DATA LISTING: Begin
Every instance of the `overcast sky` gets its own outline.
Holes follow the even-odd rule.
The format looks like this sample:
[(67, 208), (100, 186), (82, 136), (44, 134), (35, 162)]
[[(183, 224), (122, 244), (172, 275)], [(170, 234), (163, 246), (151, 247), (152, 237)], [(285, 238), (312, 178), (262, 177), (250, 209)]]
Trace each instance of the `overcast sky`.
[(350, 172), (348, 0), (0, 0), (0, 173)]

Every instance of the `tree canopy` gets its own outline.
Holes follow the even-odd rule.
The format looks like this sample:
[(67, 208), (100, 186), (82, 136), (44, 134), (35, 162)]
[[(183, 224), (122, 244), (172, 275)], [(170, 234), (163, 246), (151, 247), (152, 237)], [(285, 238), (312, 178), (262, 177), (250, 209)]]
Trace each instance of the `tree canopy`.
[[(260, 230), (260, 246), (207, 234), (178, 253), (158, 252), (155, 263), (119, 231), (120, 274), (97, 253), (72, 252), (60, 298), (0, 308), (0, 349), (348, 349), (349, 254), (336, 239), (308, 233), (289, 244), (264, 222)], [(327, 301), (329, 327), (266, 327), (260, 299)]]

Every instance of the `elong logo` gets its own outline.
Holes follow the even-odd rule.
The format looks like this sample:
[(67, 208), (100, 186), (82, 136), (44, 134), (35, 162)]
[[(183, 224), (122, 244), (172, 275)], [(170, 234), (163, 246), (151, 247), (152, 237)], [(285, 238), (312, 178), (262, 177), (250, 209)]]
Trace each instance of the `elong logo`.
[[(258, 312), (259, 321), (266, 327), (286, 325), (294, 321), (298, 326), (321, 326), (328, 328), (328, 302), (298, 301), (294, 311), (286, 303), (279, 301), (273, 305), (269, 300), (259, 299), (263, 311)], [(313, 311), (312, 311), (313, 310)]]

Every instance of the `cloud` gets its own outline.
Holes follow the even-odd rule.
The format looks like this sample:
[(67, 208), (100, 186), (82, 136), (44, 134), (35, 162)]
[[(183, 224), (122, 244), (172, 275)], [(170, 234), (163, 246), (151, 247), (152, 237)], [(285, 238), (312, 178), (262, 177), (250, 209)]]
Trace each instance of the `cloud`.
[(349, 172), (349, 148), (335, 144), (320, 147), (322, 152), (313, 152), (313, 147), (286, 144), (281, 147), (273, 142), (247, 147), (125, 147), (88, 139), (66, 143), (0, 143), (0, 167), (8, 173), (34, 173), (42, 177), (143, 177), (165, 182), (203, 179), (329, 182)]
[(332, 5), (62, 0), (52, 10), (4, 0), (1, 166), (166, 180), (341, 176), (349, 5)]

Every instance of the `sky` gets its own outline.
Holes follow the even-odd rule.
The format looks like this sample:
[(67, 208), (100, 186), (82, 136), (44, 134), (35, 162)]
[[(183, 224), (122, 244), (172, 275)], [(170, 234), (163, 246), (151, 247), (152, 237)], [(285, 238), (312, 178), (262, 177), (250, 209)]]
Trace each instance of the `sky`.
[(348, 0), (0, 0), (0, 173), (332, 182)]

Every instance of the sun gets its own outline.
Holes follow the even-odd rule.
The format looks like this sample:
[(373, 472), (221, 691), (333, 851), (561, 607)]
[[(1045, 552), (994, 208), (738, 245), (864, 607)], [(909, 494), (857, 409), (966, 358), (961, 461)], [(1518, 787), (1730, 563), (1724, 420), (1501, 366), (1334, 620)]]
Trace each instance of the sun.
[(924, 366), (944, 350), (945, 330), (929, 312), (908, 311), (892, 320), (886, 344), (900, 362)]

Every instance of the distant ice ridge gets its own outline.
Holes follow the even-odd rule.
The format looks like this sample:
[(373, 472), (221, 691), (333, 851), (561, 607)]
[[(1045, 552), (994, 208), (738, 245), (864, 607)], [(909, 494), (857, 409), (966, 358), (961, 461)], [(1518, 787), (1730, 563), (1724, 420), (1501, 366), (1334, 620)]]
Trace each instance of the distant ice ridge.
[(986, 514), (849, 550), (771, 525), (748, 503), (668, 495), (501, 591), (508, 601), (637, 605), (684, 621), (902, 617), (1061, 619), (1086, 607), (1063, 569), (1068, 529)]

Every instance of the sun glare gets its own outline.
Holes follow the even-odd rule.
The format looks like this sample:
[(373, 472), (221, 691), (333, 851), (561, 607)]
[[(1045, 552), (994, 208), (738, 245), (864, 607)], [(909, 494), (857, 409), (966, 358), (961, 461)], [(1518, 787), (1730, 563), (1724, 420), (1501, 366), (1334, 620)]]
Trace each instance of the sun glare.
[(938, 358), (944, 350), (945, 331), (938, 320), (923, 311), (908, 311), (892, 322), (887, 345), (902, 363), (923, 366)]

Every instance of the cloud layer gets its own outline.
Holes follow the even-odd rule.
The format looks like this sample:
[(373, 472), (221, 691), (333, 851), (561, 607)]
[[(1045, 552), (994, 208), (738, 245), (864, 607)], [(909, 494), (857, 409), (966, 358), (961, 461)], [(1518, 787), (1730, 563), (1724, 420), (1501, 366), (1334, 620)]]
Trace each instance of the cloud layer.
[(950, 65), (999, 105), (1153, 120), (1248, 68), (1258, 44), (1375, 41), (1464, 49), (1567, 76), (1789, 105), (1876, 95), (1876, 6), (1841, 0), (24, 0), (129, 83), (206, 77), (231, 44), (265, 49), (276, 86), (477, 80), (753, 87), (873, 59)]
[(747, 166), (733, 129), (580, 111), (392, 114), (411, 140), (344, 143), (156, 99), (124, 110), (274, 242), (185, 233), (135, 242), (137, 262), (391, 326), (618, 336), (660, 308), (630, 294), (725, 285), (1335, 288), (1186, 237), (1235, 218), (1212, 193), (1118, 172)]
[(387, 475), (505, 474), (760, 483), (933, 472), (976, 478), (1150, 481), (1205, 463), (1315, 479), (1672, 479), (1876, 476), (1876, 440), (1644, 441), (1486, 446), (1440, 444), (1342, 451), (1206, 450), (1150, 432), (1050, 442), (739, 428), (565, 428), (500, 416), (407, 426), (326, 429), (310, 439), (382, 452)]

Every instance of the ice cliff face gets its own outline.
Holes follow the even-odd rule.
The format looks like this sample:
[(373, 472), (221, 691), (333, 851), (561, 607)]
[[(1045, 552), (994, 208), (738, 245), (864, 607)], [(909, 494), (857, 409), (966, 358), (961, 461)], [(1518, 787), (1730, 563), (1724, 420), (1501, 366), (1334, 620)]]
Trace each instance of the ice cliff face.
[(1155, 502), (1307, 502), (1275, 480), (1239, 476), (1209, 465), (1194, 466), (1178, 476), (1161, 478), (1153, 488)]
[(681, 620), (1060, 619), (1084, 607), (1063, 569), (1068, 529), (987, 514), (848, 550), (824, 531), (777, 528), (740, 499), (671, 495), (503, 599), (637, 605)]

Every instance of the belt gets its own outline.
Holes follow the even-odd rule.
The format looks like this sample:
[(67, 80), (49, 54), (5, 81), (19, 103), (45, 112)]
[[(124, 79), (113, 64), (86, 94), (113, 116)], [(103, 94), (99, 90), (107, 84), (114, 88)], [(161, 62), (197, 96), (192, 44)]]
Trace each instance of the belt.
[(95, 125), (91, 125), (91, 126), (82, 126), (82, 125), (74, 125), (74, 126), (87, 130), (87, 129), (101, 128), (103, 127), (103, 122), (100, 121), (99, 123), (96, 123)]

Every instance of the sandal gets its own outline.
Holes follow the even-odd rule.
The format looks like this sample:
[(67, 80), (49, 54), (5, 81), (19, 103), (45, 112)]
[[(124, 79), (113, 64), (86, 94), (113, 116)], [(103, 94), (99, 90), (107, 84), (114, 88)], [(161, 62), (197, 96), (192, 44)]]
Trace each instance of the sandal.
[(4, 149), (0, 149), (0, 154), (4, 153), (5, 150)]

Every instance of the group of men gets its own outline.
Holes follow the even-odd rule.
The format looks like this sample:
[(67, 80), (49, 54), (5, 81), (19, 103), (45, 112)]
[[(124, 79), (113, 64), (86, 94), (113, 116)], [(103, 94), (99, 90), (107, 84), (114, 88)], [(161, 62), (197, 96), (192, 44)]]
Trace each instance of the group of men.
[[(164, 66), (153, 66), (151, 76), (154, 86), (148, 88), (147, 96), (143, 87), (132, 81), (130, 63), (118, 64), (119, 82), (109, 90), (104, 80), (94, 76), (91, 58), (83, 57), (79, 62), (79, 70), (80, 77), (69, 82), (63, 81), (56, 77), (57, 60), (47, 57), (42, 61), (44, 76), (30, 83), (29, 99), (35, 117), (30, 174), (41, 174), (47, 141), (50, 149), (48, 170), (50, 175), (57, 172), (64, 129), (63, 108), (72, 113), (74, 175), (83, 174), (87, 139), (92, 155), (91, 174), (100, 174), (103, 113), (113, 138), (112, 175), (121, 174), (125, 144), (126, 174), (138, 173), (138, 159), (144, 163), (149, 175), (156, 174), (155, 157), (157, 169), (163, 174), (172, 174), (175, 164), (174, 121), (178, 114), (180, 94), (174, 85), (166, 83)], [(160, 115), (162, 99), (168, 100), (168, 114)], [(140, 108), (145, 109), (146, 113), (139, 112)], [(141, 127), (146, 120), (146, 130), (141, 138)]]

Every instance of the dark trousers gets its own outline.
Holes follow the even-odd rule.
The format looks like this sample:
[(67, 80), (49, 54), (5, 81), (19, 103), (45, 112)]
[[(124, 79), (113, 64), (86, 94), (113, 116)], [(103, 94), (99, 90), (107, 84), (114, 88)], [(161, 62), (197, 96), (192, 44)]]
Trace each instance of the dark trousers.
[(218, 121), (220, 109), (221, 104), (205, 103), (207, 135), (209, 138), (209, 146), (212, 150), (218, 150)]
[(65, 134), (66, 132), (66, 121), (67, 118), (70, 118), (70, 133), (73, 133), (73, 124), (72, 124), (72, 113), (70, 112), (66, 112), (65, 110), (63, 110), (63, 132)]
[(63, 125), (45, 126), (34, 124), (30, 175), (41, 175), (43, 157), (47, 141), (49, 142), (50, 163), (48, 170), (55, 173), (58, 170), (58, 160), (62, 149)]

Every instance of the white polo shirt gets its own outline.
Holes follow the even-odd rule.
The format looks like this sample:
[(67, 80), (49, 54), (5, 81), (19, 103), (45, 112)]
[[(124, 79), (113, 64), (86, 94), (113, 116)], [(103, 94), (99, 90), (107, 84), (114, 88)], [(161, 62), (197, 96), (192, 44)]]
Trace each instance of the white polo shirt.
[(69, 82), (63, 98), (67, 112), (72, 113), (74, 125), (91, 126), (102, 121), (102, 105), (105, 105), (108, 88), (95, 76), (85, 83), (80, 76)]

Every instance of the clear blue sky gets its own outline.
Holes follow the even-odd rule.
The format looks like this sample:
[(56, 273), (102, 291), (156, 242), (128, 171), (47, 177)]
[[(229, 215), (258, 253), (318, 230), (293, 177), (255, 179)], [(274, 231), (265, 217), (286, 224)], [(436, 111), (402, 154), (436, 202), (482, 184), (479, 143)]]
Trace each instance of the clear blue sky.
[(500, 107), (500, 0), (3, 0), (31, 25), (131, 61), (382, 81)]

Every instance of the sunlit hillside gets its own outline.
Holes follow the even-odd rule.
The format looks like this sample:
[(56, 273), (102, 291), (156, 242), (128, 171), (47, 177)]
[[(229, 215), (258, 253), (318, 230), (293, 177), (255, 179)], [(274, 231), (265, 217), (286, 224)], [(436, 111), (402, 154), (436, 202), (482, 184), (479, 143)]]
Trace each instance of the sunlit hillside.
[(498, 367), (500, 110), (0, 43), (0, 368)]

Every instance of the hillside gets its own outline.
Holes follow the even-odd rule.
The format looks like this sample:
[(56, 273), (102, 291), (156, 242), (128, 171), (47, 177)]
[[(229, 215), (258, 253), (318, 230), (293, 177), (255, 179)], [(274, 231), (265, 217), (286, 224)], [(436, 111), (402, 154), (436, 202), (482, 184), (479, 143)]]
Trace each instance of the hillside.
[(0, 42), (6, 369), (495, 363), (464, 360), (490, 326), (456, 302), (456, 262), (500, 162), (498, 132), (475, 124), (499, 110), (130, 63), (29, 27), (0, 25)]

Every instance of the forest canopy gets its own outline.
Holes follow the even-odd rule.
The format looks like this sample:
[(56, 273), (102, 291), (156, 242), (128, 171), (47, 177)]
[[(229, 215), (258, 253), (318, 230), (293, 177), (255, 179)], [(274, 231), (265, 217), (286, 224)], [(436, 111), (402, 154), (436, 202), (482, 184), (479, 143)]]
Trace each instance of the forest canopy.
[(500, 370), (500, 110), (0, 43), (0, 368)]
DATA LISTING: End
## EXERCISE OBJECTIVE
Please retype exactly the line containing "Trace each instance of the hillside." and each line after it to the end of the records, and nothing more.

## EXERCISE OUTPUT
Trace each instance of the hillside.
[(0, 42), (6, 369), (495, 363), (464, 360), (490, 326), (456, 302), (456, 262), (500, 162), (498, 132), (475, 124), (499, 110), (130, 63), (29, 27), (0, 25)]

Every instance of the forest canopy gets its own outline.
Holes follow the even-odd rule.
The format looks like this sample:
[(56, 273), (102, 291), (156, 242), (128, 171), (47, 177)]
[[(229, 215), (258, 253), (318, 230), (293, 177), (255, 179)], [(274, 231), (265, 217), (286, 224)], [(436, 111), (402, 154), (436, 202), (482, 184), (479, 143)]]
Trace each instance of the forest canopy.
[(500, 370), (500, 110), (0, 43), (0, 368)]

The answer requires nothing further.